DESCRIPTION OF THE TASK:
Your result will be the set of lines with "foreground", copied from the material below.

RECORDS SHOWN:
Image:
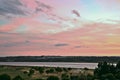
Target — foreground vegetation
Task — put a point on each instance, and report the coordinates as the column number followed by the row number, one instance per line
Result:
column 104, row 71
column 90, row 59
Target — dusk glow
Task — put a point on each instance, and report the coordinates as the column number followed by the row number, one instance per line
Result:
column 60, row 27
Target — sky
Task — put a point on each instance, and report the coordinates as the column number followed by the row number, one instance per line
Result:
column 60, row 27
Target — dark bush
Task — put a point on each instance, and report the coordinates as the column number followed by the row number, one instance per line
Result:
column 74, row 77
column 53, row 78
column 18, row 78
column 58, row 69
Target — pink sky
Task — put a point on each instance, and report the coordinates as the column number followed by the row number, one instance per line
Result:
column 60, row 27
---
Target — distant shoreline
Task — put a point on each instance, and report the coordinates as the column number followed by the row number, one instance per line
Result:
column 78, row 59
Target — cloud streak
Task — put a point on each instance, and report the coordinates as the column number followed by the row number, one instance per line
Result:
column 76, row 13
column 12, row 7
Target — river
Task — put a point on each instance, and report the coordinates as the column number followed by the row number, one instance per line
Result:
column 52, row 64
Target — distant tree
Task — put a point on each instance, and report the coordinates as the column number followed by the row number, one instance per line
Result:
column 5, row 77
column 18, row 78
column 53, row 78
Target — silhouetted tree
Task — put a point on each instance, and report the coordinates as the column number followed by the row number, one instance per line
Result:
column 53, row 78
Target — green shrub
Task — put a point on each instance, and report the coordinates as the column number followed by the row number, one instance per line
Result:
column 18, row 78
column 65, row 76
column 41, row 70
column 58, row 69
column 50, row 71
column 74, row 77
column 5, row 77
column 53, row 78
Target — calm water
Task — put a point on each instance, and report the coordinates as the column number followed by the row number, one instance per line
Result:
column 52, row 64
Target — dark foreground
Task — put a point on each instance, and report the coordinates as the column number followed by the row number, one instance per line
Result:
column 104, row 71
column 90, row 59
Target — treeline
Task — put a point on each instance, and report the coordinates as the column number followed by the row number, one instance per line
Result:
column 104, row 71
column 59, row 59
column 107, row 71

FINISHED TASK:
Target — foreground vegetation
Target — dark foreground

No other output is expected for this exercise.